§ **JOB**: Pick out and copy each line of the records below that contains the word "brown", matching case exactly.
── THE INPUT
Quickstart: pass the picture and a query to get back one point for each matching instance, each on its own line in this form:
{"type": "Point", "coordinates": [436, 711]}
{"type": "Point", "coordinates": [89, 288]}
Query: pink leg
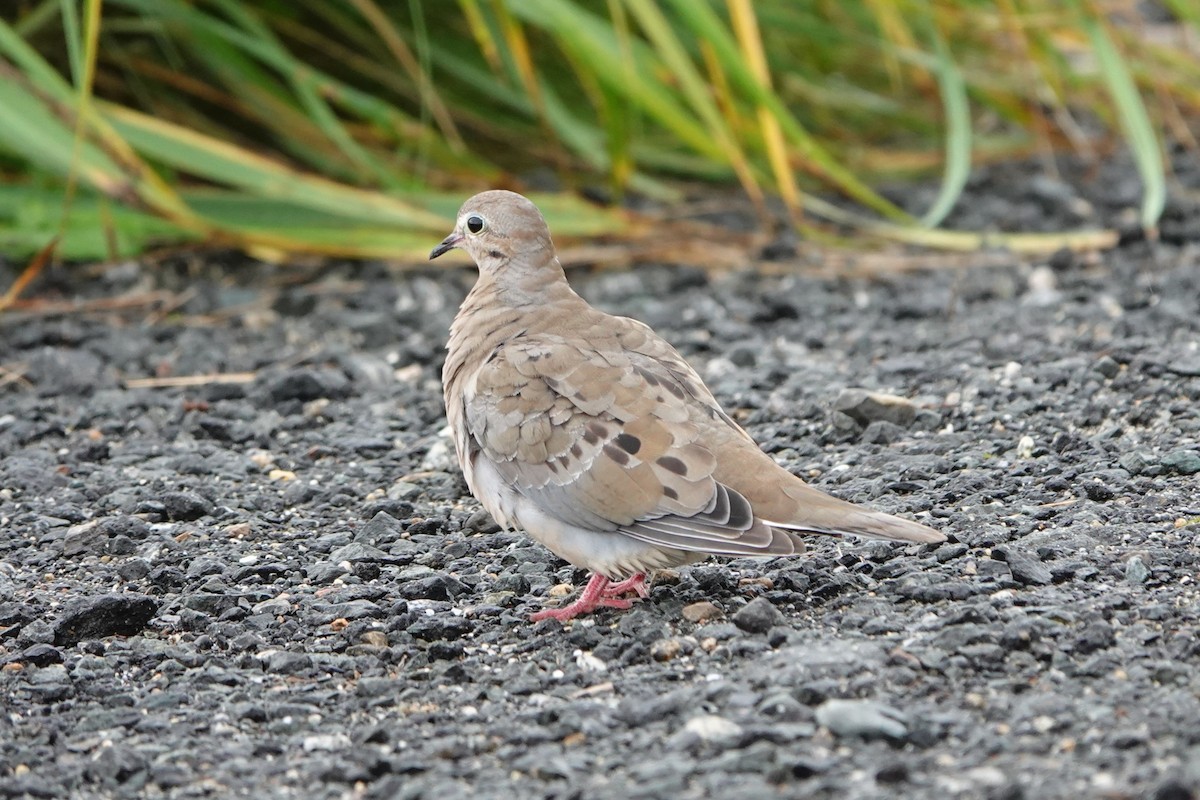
{"type": "Point", "coordinates": [636, 584]}
{"type": "Point", "coordinates": [600, 593]}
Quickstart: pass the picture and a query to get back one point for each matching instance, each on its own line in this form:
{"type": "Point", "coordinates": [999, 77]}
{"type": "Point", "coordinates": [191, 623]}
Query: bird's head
{"type": "Point", "coordinates": [497, 227]}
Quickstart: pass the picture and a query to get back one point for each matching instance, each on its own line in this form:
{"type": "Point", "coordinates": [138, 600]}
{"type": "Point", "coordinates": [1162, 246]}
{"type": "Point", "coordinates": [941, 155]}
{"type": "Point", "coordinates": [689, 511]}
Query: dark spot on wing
{"type": "Point", "coordinates": [617, 455]}
{"type": "Point", "coordinates": [647, 376]}
{"type": "Point", "coordinates": [629, 443]}
{"type": "Point", "coordinates": [672, 464]}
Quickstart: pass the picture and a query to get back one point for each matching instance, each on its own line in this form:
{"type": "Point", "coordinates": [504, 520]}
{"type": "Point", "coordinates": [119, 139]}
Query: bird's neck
{"type": "Point", "coordinates": [504, 305]}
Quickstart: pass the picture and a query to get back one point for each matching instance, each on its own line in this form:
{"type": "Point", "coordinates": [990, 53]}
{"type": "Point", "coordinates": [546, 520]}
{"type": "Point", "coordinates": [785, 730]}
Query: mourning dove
{"type": "Point", "coordinates": [597, 438]}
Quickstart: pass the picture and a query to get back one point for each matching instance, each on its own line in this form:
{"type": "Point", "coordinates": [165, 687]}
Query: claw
{"type": "Point", "coordinates": [600, 593]}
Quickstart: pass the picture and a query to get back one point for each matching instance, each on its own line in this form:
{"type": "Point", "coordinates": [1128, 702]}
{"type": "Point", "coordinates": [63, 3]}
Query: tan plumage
{"type": "Point", "coordinates": [595, 437]}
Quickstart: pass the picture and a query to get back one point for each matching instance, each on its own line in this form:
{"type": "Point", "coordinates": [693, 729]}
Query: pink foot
{"type": "Point", "coordinates": [600, 593]}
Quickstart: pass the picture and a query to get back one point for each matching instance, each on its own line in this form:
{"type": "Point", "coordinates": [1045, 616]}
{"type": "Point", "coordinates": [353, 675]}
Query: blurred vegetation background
{"type": "Point", "coordinates": [355, 127]}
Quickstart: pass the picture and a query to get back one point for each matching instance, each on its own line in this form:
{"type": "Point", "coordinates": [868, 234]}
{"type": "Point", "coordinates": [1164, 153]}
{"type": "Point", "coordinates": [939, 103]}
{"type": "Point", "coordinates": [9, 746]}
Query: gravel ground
{"type": "Point", "coordinates": [281, 589]}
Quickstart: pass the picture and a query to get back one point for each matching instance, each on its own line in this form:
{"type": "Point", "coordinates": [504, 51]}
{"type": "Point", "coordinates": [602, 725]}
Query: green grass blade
{"type": "Point", "coordinates": [958, 134]}
{"type": "Point", "coordinates": [1133, 119]}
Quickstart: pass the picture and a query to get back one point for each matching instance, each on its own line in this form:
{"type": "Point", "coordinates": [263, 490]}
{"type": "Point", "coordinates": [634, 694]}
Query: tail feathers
{"type": "Point", "coordinates": [821, 513]}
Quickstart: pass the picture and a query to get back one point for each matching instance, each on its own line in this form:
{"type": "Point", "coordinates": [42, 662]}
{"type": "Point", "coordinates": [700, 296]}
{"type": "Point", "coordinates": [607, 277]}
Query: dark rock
{"type": "Point", "coordinates": [1185, 462]}
{"type": "Point", "coordinates": [94, 618]}
{"type": "Point", "coordinates": [41, 655]}
{"type": "Point", "coordinates": [435, 587]}
{"type": "Point", "coordinates": [287, 662]}
{"type": "Point", "coordinates": [185, 506]}
{"type": "Point", "coordinates": [864, 719]}
{"type": "Point", "coordinates": [757, 617]}
{"type": "Point", "coordinates": [309, 384]}
{"type": "Point", "coordinates": [1025, 567]}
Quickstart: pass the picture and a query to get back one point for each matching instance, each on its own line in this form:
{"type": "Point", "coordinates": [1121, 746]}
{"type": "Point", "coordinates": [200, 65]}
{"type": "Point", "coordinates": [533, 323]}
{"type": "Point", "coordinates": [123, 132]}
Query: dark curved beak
{"type": "Point", "coordinates": [448, 244]}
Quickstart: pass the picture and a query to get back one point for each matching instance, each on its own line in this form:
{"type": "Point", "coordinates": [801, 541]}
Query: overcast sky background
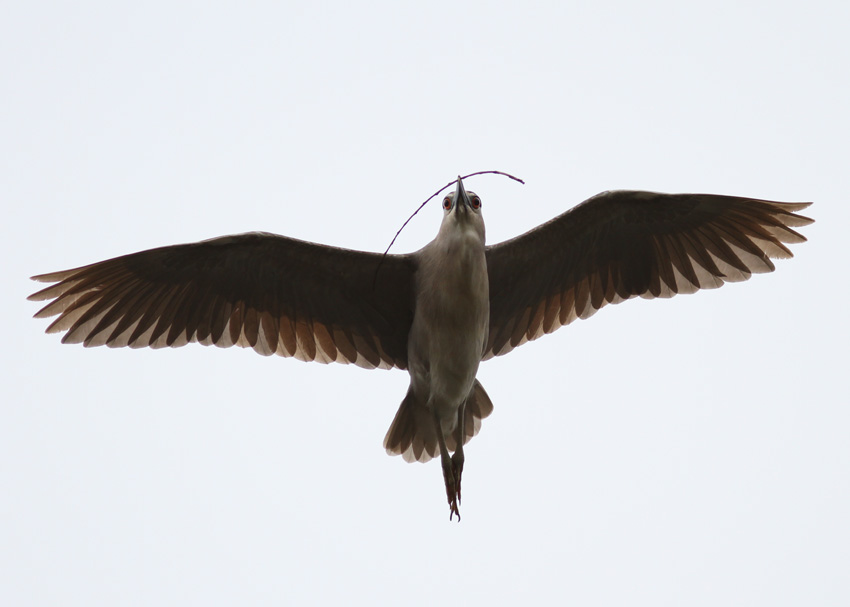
{"type": "Point", "coordinates": [692, 451]}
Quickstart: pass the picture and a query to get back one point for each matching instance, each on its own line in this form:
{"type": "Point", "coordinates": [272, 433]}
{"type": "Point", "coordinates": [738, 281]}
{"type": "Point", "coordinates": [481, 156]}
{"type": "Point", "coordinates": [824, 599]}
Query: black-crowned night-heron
{"type": "Point", "coordinates": [438, 312]}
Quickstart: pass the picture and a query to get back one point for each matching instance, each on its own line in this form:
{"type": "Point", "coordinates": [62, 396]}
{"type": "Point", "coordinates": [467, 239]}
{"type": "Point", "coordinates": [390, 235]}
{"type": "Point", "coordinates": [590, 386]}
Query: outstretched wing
{"type": "Point", "coordinates": [274, 294]}
{"type": "Point", "coordinates": [621, 244]}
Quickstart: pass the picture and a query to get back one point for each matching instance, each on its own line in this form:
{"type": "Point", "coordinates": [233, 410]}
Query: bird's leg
{"type": "Point", "coordinates": [457, 457]}
{"type": "Point", "coordinates": [448, 472]}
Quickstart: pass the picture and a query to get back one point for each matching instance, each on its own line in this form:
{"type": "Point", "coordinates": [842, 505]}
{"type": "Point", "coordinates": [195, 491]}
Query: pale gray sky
{"type": "Point", "coordinates": [684, 452]}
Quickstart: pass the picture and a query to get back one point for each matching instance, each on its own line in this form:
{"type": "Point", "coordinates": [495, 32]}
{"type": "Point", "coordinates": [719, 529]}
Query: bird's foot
{"type": "Point", "coordinates": [457, 468]}
{"type": "Point", "coordinates": [451, 477]}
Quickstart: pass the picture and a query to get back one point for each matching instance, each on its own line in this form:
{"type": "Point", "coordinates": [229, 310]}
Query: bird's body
{"type": "Point", "coordinates": [438, 312]}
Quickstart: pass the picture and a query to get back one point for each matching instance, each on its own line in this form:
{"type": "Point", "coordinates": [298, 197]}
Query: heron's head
{"type": "Point", "coordinates": [462, 211]}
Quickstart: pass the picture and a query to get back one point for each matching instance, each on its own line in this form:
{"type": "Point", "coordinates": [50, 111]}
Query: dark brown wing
{"type": "Point", "coordinates": [274, 294]}
{"type": "Point", "coordinates": [618, 245]}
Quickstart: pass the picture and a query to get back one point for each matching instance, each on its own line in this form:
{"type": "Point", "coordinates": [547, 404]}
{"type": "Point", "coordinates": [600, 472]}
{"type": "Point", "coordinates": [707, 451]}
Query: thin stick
{"type": "Point", "coordinates": [435, 194]}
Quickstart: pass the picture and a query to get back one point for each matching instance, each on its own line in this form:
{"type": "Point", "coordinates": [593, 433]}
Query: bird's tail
{"type": "Point", "coordinates": [413, 434]}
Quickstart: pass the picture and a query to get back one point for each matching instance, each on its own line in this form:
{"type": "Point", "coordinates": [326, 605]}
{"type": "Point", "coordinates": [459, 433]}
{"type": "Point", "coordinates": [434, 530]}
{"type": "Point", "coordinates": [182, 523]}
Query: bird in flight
{"type": "Point", "coordinates": [438, 312]}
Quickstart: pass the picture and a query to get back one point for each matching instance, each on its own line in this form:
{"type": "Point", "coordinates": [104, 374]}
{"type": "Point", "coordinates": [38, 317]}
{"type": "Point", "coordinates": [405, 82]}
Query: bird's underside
{"type": "Point", "coordinates": [436, 313]}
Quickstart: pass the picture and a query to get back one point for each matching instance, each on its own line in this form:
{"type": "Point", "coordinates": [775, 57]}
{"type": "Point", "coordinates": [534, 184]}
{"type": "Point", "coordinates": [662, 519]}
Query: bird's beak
{"type": "Point", "coordinates": [461, 197]}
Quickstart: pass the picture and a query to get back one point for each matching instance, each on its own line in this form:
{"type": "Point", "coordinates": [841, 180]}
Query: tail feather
{"type": "Point", "coordinates": [413, 434]}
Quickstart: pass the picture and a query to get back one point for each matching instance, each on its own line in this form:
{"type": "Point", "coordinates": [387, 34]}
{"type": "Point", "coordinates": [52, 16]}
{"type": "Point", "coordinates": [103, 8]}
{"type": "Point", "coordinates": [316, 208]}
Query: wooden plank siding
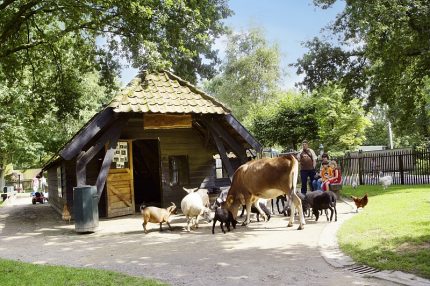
{"type": "Point", "coordinates": [177, 142]}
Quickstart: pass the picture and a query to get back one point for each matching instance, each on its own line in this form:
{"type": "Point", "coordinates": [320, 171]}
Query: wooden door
{"type": "Point", "coordinates": [119, 185]}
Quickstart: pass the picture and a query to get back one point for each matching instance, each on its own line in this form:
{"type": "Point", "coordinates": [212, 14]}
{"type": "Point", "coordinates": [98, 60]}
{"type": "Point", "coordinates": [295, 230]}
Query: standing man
{"type": "Point", "coordinates": [308, 160]}
{"type": "Point", "coordinates": [35, 183]}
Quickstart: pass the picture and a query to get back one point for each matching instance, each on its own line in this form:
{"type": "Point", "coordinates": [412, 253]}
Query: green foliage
{"type": "Point", "coordinates": [250, 74]}
{"type": "Point", "coordinates": [286, 124]}
{"type": "Point", "coordinates": [19, 273]}
{"type": "Point", "coordinates": [341, 124]}
{"type": "Point", "coordinates": [382, 56]}
{"type": "Point", "coordinates": [379, 237]}
{"type": "Point", "coordinates": [59, 61]}
{"type": "Point", "coordinates": [322, 118]}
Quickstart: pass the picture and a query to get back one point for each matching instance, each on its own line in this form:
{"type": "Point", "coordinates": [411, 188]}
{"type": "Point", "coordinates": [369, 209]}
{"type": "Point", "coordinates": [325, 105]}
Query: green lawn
{"type": "Point", "coordinates": [393, 231]}
{"type": "Point", "coordinates": [18, 273]}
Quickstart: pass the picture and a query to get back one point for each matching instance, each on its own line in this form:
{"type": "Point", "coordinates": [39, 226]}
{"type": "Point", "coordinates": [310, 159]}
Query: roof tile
{"type": "Point", "coordinates": [163, 92]}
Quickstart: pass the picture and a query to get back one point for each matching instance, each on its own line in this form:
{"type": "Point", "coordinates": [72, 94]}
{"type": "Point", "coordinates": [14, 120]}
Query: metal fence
{"type": "Point", "coordinates": [405, 166]}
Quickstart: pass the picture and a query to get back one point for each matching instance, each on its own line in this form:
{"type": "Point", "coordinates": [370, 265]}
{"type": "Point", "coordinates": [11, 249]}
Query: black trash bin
{"type": "Point", "coordinates": [85, 208]}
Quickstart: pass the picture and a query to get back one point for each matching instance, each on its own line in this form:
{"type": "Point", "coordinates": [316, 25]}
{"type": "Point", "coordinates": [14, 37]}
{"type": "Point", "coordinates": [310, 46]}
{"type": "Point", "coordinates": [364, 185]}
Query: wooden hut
{"type": "Point", "coordinates": [158, 135]}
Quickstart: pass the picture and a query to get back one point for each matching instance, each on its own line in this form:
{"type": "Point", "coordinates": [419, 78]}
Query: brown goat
{"type": "Point", "coordinates": [157, 215]}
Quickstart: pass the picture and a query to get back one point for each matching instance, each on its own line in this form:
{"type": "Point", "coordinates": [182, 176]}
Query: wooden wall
{"type": "Point", "coordinates": [69, 182]}
{"type": "Point", "coordinates": [174, 142]}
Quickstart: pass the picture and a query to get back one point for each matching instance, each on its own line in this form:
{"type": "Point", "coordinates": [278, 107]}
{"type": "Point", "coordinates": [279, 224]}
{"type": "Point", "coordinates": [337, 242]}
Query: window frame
{"type": "Point", "coordinates": [179, 170]}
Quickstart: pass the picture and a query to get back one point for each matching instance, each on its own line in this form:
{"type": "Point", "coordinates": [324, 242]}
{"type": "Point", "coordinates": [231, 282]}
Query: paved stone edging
{"type": "Point", "coordinates": [330, 251]}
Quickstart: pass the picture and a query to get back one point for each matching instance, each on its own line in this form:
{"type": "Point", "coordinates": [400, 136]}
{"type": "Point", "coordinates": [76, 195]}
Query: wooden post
{"type": "Point", "coordinates": [216, 129]}
{"type": "Point", "coordinates": [223, 154]}
{"type": "Point", "coordinates": [360, 167]}
{"type": "Point", "coordinates": [402, 174]}
{"type": "Point", "coordinates": [85, 156]}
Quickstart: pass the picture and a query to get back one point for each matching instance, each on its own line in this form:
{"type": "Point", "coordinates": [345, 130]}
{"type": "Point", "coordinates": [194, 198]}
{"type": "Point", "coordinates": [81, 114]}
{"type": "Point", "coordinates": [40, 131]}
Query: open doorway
{"type": "Point", "coordinates": [146, 172]}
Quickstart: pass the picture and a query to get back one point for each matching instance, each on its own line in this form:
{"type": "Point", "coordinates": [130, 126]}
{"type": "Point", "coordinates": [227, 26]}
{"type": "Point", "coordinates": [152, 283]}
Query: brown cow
{"type": "Point", "coordinates": [265, 178]}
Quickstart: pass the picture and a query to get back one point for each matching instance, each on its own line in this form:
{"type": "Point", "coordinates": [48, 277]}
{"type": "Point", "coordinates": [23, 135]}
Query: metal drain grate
{"type": "Point", "coordinates": [363, 269]}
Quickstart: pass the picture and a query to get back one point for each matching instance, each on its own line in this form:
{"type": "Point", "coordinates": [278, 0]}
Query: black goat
{"type": "Point", "coordinates": [255, 211]}
{"type": "Point", "coordinates": [287, 209]}
{"type": "Point", "coordinates": [223, 216]}
{"type": "Point", "coordinates": [283, 200]}
{"type": "Point", "coordinates": [324, 201]}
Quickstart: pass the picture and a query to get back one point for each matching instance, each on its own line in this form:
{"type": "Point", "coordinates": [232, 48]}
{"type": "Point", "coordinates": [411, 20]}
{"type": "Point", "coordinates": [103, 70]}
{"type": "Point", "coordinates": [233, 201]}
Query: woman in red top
{"type": "Point", "coordinates": [336, 179]}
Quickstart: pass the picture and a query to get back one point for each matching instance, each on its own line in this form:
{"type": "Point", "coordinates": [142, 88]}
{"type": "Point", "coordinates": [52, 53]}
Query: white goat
{"type": "Point", "coordinates": [385, 181]}
{"type": "Point", "coordinates": [192, 206]}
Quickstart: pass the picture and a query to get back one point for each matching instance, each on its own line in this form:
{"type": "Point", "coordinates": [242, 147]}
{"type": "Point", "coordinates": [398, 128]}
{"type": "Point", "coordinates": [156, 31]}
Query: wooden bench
{"type": "Point", "coordinates": [336, 188]}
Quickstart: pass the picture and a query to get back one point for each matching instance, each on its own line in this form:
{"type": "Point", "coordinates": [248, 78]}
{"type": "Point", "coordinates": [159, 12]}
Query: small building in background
{"type": "Point", "coordinates": [158, 135]}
────
§ **RESPONSE BELOW**:
Query: dark brown wing
Query: brown goat
Query: brown cow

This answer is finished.